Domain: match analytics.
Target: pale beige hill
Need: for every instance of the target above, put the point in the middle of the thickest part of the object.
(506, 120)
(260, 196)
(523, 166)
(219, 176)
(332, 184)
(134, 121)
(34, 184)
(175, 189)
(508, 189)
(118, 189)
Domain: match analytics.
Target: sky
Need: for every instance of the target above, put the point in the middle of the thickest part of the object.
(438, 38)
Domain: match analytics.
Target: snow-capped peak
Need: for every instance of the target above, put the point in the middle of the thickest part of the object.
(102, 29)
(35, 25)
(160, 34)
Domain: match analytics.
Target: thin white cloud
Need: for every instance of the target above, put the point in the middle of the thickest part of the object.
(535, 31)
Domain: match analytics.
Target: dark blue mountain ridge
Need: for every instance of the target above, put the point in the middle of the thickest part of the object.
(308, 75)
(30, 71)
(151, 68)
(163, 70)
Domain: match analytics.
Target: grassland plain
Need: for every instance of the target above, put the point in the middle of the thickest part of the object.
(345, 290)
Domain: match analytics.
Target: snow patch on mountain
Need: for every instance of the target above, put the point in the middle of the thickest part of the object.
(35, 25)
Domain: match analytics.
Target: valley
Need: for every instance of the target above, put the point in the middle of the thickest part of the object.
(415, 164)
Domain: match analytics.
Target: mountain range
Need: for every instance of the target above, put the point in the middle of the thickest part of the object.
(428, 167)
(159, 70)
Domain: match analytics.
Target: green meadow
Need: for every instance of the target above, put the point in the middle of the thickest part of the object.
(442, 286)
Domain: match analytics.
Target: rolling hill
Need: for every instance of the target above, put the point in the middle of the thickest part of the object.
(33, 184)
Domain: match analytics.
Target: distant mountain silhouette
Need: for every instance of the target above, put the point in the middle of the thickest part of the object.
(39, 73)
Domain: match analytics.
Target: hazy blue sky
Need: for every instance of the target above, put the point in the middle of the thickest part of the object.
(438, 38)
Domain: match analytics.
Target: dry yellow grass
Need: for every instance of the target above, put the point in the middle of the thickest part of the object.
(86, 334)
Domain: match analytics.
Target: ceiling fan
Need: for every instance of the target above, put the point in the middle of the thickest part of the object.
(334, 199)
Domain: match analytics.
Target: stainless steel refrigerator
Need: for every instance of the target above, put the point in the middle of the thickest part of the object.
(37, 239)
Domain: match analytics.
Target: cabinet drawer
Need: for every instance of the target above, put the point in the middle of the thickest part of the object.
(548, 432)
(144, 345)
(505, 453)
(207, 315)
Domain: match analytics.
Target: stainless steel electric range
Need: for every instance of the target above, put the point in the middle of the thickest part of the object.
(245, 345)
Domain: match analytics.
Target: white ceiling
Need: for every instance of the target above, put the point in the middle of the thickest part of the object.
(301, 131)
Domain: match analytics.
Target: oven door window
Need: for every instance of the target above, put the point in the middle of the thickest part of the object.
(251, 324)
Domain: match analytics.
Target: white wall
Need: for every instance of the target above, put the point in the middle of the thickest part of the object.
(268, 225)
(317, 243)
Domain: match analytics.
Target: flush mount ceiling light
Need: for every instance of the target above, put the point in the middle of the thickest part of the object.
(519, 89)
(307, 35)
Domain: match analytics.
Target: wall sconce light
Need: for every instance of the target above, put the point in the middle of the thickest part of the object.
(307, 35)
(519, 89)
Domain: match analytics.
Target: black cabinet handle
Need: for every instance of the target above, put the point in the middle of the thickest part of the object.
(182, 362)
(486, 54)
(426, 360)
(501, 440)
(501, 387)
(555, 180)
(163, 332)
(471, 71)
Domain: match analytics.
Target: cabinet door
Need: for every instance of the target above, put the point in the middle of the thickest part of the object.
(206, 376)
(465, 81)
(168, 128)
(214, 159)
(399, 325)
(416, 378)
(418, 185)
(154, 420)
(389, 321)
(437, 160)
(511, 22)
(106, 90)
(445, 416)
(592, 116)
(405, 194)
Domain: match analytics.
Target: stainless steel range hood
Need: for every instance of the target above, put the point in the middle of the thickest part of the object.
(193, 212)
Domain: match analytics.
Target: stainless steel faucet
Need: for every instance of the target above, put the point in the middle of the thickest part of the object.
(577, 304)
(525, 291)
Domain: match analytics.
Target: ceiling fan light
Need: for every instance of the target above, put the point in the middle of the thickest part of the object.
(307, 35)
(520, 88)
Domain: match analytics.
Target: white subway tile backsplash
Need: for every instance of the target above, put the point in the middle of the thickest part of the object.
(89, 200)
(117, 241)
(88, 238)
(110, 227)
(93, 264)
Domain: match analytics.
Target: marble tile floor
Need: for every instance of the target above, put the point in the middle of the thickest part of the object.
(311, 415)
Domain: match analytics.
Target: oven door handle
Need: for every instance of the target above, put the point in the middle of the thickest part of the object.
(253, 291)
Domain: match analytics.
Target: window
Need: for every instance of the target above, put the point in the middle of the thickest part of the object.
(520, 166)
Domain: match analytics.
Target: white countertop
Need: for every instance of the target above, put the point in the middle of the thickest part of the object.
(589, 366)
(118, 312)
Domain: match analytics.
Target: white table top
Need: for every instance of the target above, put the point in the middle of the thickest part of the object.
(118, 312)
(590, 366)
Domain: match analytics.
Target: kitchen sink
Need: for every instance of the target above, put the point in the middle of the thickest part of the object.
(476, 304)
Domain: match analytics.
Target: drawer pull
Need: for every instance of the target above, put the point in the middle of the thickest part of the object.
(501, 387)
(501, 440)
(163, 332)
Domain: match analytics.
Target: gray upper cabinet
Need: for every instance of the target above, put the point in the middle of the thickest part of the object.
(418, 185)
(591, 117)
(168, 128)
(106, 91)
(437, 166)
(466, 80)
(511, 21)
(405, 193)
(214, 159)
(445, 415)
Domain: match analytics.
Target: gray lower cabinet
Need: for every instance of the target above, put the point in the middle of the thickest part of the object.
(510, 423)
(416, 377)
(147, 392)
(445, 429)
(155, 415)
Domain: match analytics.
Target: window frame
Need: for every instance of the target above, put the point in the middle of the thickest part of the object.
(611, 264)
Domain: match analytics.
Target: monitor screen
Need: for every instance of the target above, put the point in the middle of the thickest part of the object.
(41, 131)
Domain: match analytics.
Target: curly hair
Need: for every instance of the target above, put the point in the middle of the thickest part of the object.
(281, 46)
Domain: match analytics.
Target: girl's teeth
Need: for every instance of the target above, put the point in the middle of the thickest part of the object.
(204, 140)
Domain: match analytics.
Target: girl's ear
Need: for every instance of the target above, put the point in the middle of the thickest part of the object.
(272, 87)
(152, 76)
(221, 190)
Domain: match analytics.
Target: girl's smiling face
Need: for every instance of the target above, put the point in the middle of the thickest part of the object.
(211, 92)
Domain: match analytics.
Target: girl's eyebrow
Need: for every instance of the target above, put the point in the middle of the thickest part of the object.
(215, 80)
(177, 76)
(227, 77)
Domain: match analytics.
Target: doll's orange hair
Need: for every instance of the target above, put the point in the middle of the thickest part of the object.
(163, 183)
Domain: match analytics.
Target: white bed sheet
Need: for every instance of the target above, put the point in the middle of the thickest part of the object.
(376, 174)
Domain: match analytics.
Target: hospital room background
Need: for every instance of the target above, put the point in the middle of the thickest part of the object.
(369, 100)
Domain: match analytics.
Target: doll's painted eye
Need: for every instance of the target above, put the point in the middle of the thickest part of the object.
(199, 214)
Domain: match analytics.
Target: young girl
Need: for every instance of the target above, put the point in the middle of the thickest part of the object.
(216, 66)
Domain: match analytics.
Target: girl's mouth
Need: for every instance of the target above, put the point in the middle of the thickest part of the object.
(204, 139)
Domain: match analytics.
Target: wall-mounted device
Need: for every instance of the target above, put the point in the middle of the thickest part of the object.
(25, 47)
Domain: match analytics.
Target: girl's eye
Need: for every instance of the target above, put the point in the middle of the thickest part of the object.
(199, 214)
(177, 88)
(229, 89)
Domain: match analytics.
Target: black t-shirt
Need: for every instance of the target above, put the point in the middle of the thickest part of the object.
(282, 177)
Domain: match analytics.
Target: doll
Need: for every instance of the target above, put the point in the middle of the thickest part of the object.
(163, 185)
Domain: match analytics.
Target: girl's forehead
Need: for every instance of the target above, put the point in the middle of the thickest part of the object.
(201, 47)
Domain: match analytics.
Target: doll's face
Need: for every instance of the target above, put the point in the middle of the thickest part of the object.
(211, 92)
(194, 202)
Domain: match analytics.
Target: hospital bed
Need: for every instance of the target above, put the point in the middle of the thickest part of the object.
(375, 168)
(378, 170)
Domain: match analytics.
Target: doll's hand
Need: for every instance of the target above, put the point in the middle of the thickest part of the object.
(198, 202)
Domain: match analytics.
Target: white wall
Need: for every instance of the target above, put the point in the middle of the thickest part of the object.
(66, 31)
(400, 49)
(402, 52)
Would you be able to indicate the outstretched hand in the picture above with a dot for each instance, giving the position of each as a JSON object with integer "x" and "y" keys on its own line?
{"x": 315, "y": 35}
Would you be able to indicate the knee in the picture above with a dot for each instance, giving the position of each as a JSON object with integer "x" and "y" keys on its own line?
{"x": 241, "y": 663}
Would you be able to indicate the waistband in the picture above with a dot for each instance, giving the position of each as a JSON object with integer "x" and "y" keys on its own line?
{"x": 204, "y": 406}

###

Could you reproduce word for word the lines starting at the one that contains "Would you be able to indicate the outstretched" and ending with the last line of the records?

▶ _Output for this exercise_:
Would you be able to indicate the outstretched hand in the picture above with a dot for each instance, giving the position of each as a JSON object with integer "x" and "y" keys on its own line?
{"x": 315, "y": 35}
Would you be able to indicate the knee in the picture above with a dot for each instance, giving the position of each as a JSON object with integer "x" and "y" keys on its own line?
{"x": 241, "y": 663}
Would you be able to indicate the waistband in the picture above with a dot for each instance, giving the position of each as a JSON object with integer "x" and "y" keys on its own line?
{"x": 204, "y": 406}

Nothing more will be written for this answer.